Wisconsin Outdoor News Fishing Report – April 18, 2018


There is still plenty of ice on Chequamegon Bay and anglers are still ice fishing out there. Daytime temps are going to be in the 40s this week, but overnight lows are still dropping below freezing. Call ahead for an ice condition report. Conditions can change rapidly depending on the weather. Fishing has remained steady on both sides of the bay, with a mixed bag of browns, splake, whitefish, trout, perch, walleyes, northerns and smelt being caught. Beware of pressure cracks. Conditions can change around pressure cracks. Areas next to the stream mouths have seen steelhead, brown trout and cohos.

Angler’s All, (715) 682-5754.

River Rock, (715) 682-3232.


The shorelines are holding up, actually improved some with the colder weather, and there’s still 24 to 30 inches of ice on local lakes. Only one or two anglers a day have been heading out each day, and panfish reports have been poor.

• _DATA EXCERPT_:

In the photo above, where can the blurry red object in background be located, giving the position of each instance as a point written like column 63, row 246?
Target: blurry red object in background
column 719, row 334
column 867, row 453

• _EXERCISE TASKS_:
1/ Copy the stretch of the fishing report from "River Rock, (715)" through "have been poor.".
2/ List every kind of fish that the fishing report names in the mixed bag being caught on both sides of Chequamegon Bay.
3/ Continue the fishing report from where it stops.

• _ANSWERS_:
1/
River Rock, (715) 682-3232.


The shorelines are holding up, actually improved some with the colder weather, and there’s still 24 to 30 inches of ice on local lakes. Only one or two anglers a day have been heading out each day, and panfish reports have been poor.

2/ browns, splake, whitefish, trout, perch, walleyes, northerns, smelt

3/
Sharp-tailed grouse viewing at the Namekagon Barrens Wildlife Area has been postponed because of the weather. Normally viewing blinds are available April 1 through May 31, but a lot of snow has to melt before the sharptails will begin displaying. Anyone interested in viewing sharp-tailed grouse, may sign up on the calendar available at www.fnbwa.org.

Indianhead Sport Shop, (715) 822-2164


The Sturgeon Bay canal has been producing some northern pike and brown trout for anglers trolling and shore fishing with spoons and crankbaits. Boaters in the canal must watch for floating ice depending on the wind direction. The area of the canal west of the Michigan Street bridge still has a lot of ice. No walleyes have been reported yet.

Boat landings on the Lake Michigan shore are all open and a few anglers have been out in search of browns. There was a good brown bite in Baileys Harbor, with good numbers of fish and a couple over 10 pounds. Natural colors in dirty water was working best. West winds have since blown the dirty water out making the bite difficult. A few browns have also been caught from the piers. Steelhead fishing has been picking up with anglers having success fishing spawn in the creeks. Heins Creek has been a popular spot. 

At the Algoma ramp, brown trout catches picked up, with most folks coming to shore with good numbers. The best bites seemed to be on anything chartreuse.

Howie’s Tackle, (920) 746-9916.

Algoma Chamber of Commerce, (920) 487-3090.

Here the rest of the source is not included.